> _Problem to work on_
The reply should contain every entry below exactly as written, with no images.

> _Material to process_
BEGIN

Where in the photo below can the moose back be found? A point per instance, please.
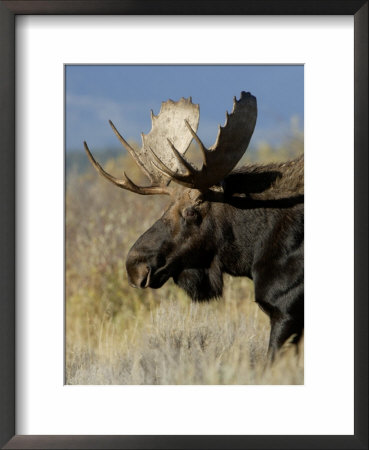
(244, 222)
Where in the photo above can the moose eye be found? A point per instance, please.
(190, 214)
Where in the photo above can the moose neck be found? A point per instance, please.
(246, 228)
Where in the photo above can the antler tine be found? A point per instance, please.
(126, 183)
(203, 149)
(131, 150)
(180, 158)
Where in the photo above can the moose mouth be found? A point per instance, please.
(156, 279)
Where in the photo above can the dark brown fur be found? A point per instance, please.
(254, 227)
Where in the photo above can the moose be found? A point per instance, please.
(247, 221)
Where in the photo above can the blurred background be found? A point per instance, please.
(119, 335)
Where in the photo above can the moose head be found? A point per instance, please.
(219, 220)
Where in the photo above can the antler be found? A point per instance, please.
(219, 160)
(126, 183)
(170, 123)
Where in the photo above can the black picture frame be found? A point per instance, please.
(8, 12)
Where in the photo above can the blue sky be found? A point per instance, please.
(126, 94)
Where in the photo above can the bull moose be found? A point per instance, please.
(244, 222)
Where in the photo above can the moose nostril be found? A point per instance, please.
(144, 274)
(145, 279)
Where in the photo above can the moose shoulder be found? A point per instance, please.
(245, 222)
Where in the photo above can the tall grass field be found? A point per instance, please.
(116, 334)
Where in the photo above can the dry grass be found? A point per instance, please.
(119, 335)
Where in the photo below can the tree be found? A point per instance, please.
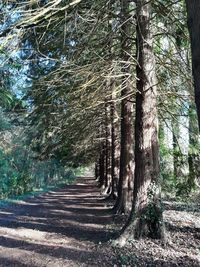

END

> _Response to this exercise_
Where in the photo below can the moose back be found? A point per instance, please.
(244, 222)
Where in the photo above can the moose eye be found? A point per instance, please.
(190, 214)
Where in the photo above can the moose neck be found? A point per instance, please.
(246, 228)
Where in the photo above can the antler tine be found? A point per instance, please.
(126, 183)
(203, 149)
(131, 150)
(180, 158)
Where in the photo above can the moose mouth be found? A point per instance, please.
(156, 279)
Where in the photo above can the dark brown fur be found? A point per instance, please.
(254, 227)
Where in the photo above can the moose be found? A point per instance, please.
(247, 221)
Where in the photo above can the blurred background be found? A point per instance, please.
(119, 335)
Where in the photo above can the moose head be found? A point per instance, please.
(219, 220)
Where in the photo above can the antler be found? A point per instance, please.
(219, 160)
(126, 183)
(170, 123)
Where in the photo above can the black picture frame be found? A point per instance, please.
(8, 12)
Where in the photo above can the blue sky be found? A point per instance, please.
(126, 94)
Where in the photo above can the bull moose be found? A point per instance, please.
(244, 222)
Where in the photo above can the moose nostril be found? A point per instance, please.
(144, 274)
(145, 279)
Where in the photo above can the moose shoulder be found? A point per instance, please.
(245, 222)
Where in the photo above can the tall grass field be found? A point per instance, please.
(116, 334)
Where in the photo above can the dry grass be found? A point per instance, please.
(119, 335)
Where in the photo below can the tree be found? A point per instance, please.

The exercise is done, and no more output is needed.